DOCUMENT EXCERPT:
++++++

Model parameters can refer to parameter values within the denoising diffusion model that can be learned from training data to optimize the performance of the denoising diffusion model. These parameters can include weights of the neural networks used to predict noise in the reverse diffusion process, as well as parameters defining the noise schedule in the forward process.
The architecture of an example denoising diffusion model can include one or more neural networks. The neural networks can be trained to parameterize the transition kernels in the reverse Markov chain. As examples, the architecture of a denoising diffusion model can incorporate various types of neural networks, such as Convolutional Neural Networks (CNNs) or Recurrent Neural Networks (RNNs).
As a specific example, in some implementations, the neural network architecture can take the form of a U-Net. The U-Net architecture is characterized by its U-shaped structure, which includes a contracting path and an expansive path. The contracting path follows the typical architecture of a convolutional network, including repeated application of convolutions, followed by pooling operations that reduce the spatial dimensions of the feature maps. The expansive path of the U-Net, on the other hand, can include a series of up-convolutions and concatenations with high-resolution features from the contracting path. This can be achieved through skip connections that directly connect corresponding layers in the contracting path to layers in the expansive path.
More generally, the neural network architecture in denoising diffusion models can include multiple layers that can include various types of activation functions. These functions introduce non-linearities that enable the network to capture and learn complex data patterns effectively, although the specific choices of layers and activations can vary based on the model design and application requirements.

++++++

DATA EXCERPT:
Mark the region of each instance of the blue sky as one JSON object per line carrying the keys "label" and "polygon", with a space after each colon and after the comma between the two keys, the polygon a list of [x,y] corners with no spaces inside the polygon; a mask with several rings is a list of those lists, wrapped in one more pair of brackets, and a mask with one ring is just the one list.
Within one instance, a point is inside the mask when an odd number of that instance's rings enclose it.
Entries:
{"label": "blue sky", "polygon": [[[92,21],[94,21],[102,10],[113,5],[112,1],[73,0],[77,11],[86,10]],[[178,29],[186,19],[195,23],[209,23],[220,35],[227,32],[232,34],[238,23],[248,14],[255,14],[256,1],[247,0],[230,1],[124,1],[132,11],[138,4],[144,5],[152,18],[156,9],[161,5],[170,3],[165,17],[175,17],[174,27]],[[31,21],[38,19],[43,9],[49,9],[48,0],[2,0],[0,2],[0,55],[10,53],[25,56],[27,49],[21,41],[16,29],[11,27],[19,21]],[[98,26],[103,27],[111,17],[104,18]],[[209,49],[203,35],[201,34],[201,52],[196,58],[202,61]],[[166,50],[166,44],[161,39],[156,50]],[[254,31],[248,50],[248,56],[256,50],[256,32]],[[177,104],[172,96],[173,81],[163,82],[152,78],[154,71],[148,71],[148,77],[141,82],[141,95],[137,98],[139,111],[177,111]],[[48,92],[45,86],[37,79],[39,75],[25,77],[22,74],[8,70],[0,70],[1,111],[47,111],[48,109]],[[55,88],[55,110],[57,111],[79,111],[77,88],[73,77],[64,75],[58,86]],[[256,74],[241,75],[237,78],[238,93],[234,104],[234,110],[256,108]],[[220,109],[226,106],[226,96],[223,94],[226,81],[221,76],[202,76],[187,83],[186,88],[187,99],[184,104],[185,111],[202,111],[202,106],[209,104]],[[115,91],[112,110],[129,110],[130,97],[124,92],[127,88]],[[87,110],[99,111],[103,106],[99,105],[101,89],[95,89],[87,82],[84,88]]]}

++++++

SET PROBLEM:
In the passage on denoising diffusion models, what does the expansive path of a U-Net include?

ANSWER FOR THE TASK:
A series of up-convolutions and concatenations with high-resolution features from the contracting path.